▶ _CHALLENGE 1_: In the blog post, set down the passage starting with "I am who I am." and going on through "type of person.".
▶ _CHALLENGE 2_: According to the blog post, how long has the writer's grief been ongoing?

▶ _TEXT SEGMENT_:
+++++

Friday, December 4, 2009

before and after week - my jewelry

Before (size 5-1-4):
After (size 5-3/4):

(To change my ring to my right hand was very deliberate because it didn't fit my right hand. I had to take it to have it re-sized and spend money on it. It is just too beautiful not to wear every day. I want it to always be a part of me. Brian loved my ring. He would fuss at me to clean it up when it would get cloudy with lotion and hair products. He would sometimes just hold my hand and then put my ring up to his very near-sighted eyes and gaze at it. I miss that gaze.)


I am who I am. I am emotional. I am thoughtful. I am a good listener. I am a talker. I am deep. I am a writer. I am analytical. I am outspoken. I am encouraging. I am an all-in type of person.

What many people don’t know all that well about me is this: I am also afraid. I am also lonely. I am also insecure. I am also approval-seeking. I also have a short temper.

That makes it hard to be me. It makes it hard to suddenly be single. Insecurity, fear, loneliness and approval-seeking are not good attributes to have while entering the dating scene again.

Yes,, I have officially entered the dating scene again. In the month of October, I wrestled with all my emotions and stirrings and new sensations regarding men. I spoke with my counselor. I prayed. I spoke with other widows. I cried. I perused through old videos and photos of Brian and me. I decided that one cannot have a love like Brian and I had and not wish to be loved and to love again. There is no set time-frame in determining if this is something one wishes to phase back into one’s life. There is no mandated grieving period. I have been grieving part of Brian since April 2007. I began realizing he was dying in April of 2008. It was confirmed for me in October of 2008. It happened drastically from January to March of 2009. My grief has been ongoing for 2-1/2 years. I realized that I am not betraying Brian, but rather honoring him by wanting this in my life again.

+++++

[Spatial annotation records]
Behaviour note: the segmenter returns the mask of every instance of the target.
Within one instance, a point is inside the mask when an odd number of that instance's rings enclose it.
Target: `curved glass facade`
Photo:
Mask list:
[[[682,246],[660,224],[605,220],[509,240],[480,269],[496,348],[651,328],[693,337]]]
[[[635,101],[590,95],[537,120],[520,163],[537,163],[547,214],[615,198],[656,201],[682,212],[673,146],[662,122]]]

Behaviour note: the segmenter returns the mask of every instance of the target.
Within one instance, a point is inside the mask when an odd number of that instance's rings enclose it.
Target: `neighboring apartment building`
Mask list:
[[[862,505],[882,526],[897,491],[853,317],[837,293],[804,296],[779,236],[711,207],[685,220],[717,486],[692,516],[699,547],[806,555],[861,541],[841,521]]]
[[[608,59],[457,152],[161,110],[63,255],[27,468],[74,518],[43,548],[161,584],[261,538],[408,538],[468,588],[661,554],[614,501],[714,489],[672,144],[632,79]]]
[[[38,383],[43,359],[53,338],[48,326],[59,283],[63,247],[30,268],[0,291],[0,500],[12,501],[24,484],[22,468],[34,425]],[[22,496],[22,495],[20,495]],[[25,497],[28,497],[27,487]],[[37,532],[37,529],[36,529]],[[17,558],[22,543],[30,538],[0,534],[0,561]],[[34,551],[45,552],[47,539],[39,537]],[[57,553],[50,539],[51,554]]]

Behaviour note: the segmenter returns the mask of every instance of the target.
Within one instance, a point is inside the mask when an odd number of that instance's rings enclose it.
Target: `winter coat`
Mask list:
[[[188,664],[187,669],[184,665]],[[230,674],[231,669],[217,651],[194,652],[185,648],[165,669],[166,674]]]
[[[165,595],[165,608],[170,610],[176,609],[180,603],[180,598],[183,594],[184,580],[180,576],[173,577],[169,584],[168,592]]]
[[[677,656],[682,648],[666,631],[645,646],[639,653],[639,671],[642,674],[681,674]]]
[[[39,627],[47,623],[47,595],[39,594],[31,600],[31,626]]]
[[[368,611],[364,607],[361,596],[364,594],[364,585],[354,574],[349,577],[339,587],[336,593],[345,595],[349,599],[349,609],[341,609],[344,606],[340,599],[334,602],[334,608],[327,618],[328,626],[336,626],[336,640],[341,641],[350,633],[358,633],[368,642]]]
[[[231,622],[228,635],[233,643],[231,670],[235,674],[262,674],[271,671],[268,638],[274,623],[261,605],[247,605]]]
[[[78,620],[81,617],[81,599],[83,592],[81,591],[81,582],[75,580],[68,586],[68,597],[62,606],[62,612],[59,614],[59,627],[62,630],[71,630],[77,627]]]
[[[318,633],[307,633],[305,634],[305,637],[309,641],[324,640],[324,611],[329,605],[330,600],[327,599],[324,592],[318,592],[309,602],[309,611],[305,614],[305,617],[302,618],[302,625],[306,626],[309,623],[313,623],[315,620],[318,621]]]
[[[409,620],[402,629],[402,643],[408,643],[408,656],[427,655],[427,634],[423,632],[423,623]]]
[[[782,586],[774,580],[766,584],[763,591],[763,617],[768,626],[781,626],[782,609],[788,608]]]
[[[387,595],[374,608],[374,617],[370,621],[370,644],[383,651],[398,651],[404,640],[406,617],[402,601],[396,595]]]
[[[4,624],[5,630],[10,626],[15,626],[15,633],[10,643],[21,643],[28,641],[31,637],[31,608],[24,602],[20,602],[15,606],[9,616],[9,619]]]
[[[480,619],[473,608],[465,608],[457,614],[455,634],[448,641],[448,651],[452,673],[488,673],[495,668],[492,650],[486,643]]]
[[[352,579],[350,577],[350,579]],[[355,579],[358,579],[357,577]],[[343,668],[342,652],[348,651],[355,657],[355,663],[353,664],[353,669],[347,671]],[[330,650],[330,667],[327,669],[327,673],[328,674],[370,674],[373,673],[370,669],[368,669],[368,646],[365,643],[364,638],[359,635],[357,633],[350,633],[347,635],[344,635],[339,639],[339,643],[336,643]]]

+++++

▶ _WORKED ANSWER 1_:
I am who I am. I am emotional. I am thoughtful. I am a good listener. I am a talker. I am deep. I am a writer. I am analytical. I am outspoken. I am encouraging. I am an all-in type of person.

▶ _WORKED ANSWER 2_: 2-1/2 years.